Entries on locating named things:
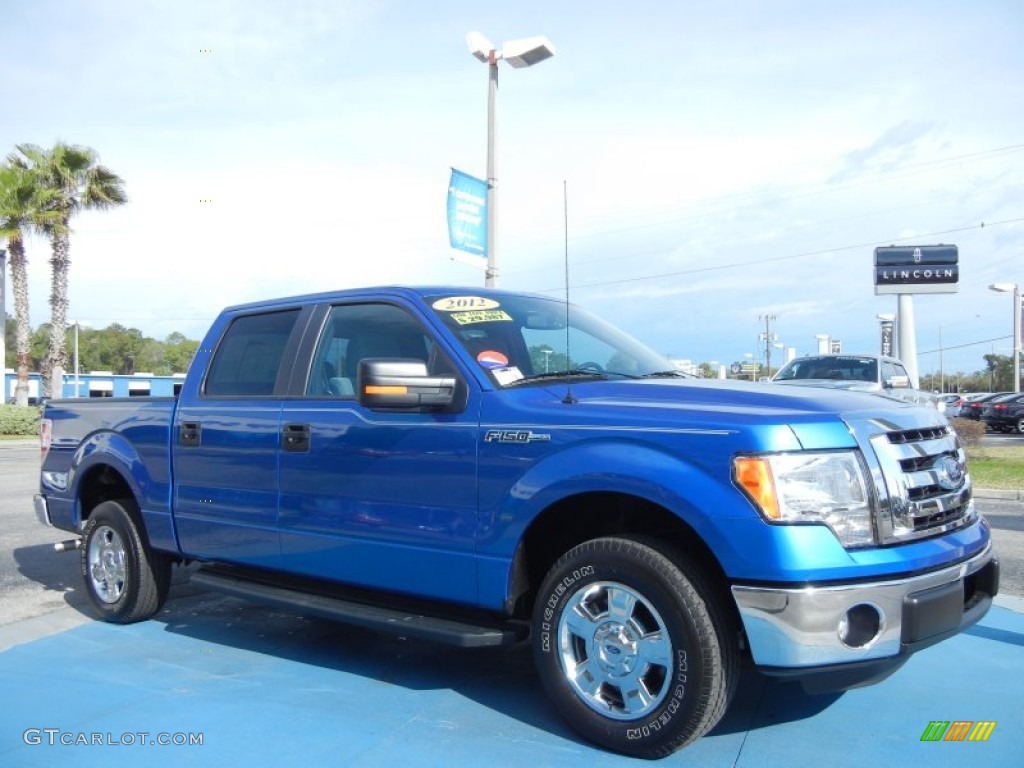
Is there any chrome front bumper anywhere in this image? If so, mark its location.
[732,544,998,668]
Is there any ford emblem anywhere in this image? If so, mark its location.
[932,456,965,490]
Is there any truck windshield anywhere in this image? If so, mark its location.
[774,355,879,382]
[426,294,681,386]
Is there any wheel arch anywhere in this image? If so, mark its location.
[69,431,177,553]
[506,492,741,627]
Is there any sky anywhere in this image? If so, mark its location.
[0,0,1024,375]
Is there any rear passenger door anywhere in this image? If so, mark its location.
[280,301,479,602]
[172,307,310,567]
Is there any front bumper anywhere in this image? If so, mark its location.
[732,544,999,676]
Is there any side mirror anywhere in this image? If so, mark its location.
[355,358,457,411]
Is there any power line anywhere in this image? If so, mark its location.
[540,216,1024,293]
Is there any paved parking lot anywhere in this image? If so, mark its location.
[0,438,1024,768]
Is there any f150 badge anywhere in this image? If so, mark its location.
[483,429,551,442]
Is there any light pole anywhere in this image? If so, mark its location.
[466,32,555,288]
[0,248,7,403]
[988,283,1021,392]
[72,321,90,397]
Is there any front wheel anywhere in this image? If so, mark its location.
[82,500,171,624]
[534,538,738,758]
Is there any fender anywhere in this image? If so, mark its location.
[478,438,757,605]
[68,430,178,552]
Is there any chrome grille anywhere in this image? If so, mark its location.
[851,421,977,544]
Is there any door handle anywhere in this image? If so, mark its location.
[178,421,202,445]
[281,424,309,454]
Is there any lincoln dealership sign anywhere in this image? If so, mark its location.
[874,246,959,295]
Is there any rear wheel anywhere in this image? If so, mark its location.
[82,500,171,624]
[534,538,738,758]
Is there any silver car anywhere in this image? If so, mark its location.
[771,354,946,412]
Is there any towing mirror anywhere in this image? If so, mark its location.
[355,358,456,411]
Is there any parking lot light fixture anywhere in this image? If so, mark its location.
[466,32,555,288]
[988,283,1021,392]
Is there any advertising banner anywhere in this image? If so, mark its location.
[447,168,487,264]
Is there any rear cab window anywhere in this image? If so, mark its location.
[203,309,299,397]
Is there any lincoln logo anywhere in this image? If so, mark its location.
[933,456,964,490]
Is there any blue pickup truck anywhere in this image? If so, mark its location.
[35,288,998,758]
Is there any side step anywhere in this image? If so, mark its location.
[189,568,526,648]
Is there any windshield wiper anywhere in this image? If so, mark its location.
[638,369,697,379]
[506,368,638,387]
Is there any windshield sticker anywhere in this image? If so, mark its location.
[476,349,509,371]
[452,309,512,326]
[490,366,523,387]
[430,296,501,312]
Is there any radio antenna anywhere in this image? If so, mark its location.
[562,179,577,406]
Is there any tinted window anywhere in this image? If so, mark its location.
[204,309,299,397]
[425,295,673,386]
[306,304,452,397]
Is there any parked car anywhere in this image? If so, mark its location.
[961,392,1013,421]
[771,354,945,413]
[939,393,964,419]
[981,392,1024,434]
[34,288,999,763]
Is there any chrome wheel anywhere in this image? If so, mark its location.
[557,582,673,720]
[88,525,126,603]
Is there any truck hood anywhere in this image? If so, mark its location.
[528,379,945,450]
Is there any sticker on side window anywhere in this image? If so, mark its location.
[452,309,512,326]
[476,349,509,370]
[430,296,501,312]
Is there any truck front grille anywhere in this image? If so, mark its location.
[868,425,977,544]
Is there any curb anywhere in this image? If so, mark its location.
[973,488,1024,502]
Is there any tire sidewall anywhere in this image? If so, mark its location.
[534,542,707,757]
[82,502,144,622]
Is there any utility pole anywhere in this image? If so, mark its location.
[758,314,778,378]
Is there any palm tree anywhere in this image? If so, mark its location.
[17,141,128,393]
[0,159,61,406]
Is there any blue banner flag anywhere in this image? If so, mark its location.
[449,168,487,258]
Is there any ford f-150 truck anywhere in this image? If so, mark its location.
[35,288,998,758]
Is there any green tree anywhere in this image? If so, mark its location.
[164,331,199,374]
[982,352,1014,392]
[10,141,128,397]
[0,156,63,406]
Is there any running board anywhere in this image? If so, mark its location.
[189,568,526,648]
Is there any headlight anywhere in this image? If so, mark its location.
[733,451,874,549]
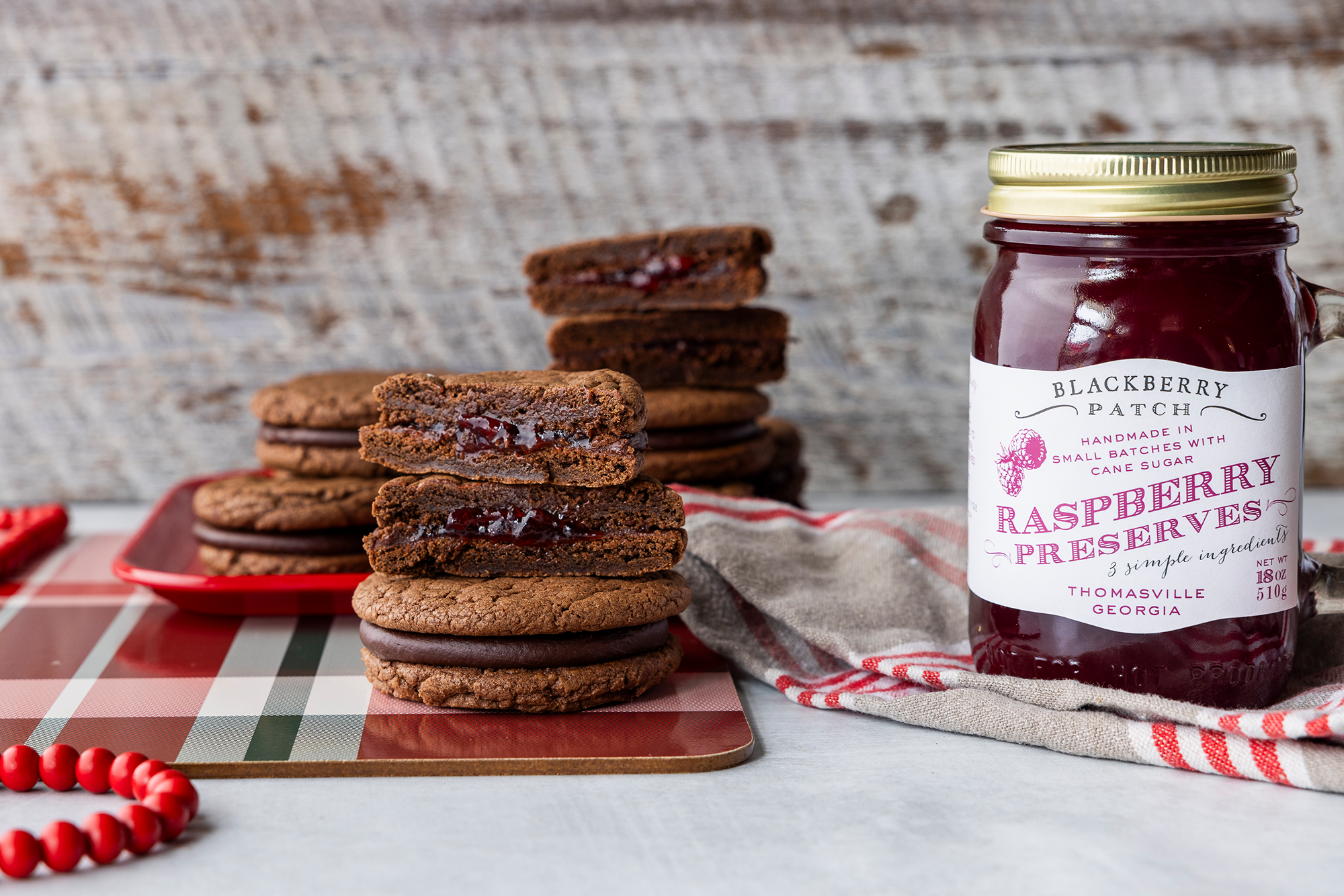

- _TASK TO CARRY OUT_
Reproduce all of the lines above, swapping "mark its location" for "outline it" at every occurrence and keeping everything else unchanged. Omit the pictures from your answer.

- _TASK RESULT_
Is there any chrome front bumper anywhere in this image? If so, outline it.
[732,544,998,668]
Is there any ford emblem anywhere in this image? If so, outline it.
[932,456,965,490]
Is there any truck windshield anywhere in this image? If so, outline it.
[774,355,879,382]
[426,294,681,386]
Is there any wheel arch anywhere in this image? If so, outline it.
[69,431,177,553]
[506,492,741,627]
Is there any sky anywhere in this image? If so, outline it.
[0,0,1024,375]
Is there any rear passenger door anywhere in this image? If so, outline it.
[280,301,479,602]
[172,307,310,567]
Is there any front bumper anywhere in this image? If so, outline it.
[732,544,999,676]
Is there any side mirror anywhere in this image? If so, outline it.
[355,358,457,411]
Is there any power line anywhere in this image? If so, outline it.
[540,216,1024,293]
Is there any paved parking lot anywhere in this image? If so, outline it.
[0,438,1024,768]
Is there any f150 badge anywhere in this image? If so, outline it.
[483,429,551,442]
Is there any light pole anywhere in this image? If so, outline it.
[466,32,555,288]
[0,248,7,403]
[988,283,1021,392]
[72,321,90,397]
Is there any front wheel anywhere in this image? If so, outline it.
[82,500,171,624]
[534,538,738,758]
Is there any fender anywhere in this image? If so, outline it.
[478,438,757,605]
[68,430,178,552]
Is there any chrome grille anywhere in this image? If so, outline it.
[851,421,977,544]
Is there any door handle anywhere in this image? If so, outline it.
[178,421,202,445]
[281,424,309,454]
Is there any lincoln dealership sign anywhere in this image? If so, outline it.
[874,246,959,295]
Is there any rear wheel anywhere in this image? If so, outline it.
[82,500,171,624]
[534,538,738,758]
Is there any silver car anywhere in this image? If so, outline it.
[771,354,946,412]
Is there any towing mirror anywhere in this image? If so, outline it.
[355,358,456,411]
Is there any parking lot light fixture anywhere in this image? If so, outline it.
[466,32,555,288]
[988,283,1021,392]
Is there any advertising banner anywhere in this image? If so, outline it.
[447,168,487,264]
Is there any rear cab window anywhere in this image? If so, outline it.
[203,309,299,397]
Is there any lincoln logo anywhere in this image? If so, outline it.
[933,456,964,490]
Is there any blue pickup truck anywhere in this image? If so, outline it.
[35,288,998,758]
Is there any side step anywhere in this image? If so, outline it.
[189,568,526,648]
Is there any windshield wiper anywhere in this image? If so, outline it.
[638,369,697,379]
[506,368,638,387]
Is there any windshield sticker anywhere in this image? If so, outline it.
[476,349,509,371]
[452,309,512,326]
[490,366,523,387]
[430,296,501,312]
Is there any radio antenna anywhere in this image? If so, outline it.
[562,179,577,406]
Is there any tinted window anywhere in this image? If so, outline it.
[204,309,299,397]
[425,295,673,386]
[306,304,452,397]
Is there any parked car anywhere in this image? If so, outline it.
[961,392,1013,421]
[771,354,945,413]
[939,393,964,419]
[981,392,1024,434]
[34,288,999,763]
Is there any chrome wheel anywhere in this image? If so, outline it.
[557,582,673,720]
[88,525,126,603]
Is there any truck hood anywhere in this image? If so, outline it.
[528,379,945,450]
Is there any sticker on side window anywhere in this image? If so, outline it.
[452,309,512,326]
[476,349,509,370]
[430,296,501,312]
Is there any truck front grille anywhere in this image? If so, outline it.
[868,425,977,544]
Is there any curb anywhere in this image? If so, outline it.
[973,488,1024,502]
Is there any tire sidewall anywhere in this image? If so, outline it.
[534,542,707,757]
[82,502,144,622]
Is there any utility pole anywhere in this image? If so, outline it.
[758,314,778,378]
Is there any palm tree anywhere in this image? If so, outline it.
[17,141,128,393]
[0,159,61,406]
Is there any blue banner flag anywhere in this image? If so, outline it.
[449,168,487,258]
Is there any ford f-150 truck anywhere in this image? If so, outline it.
[35,288,998,758]
Is there any green tree anywhere in this image? If so, outline it.
[164,331,199,374]
[982,352,1014,392]
[10,141,128,397]
[0,156,63,406]
Is there any running board anywhere in this image? If so, outline it.
[189,568,526,648]
Is there any headlight anywhere in this image? If so, outline it.
[733,451,874,549]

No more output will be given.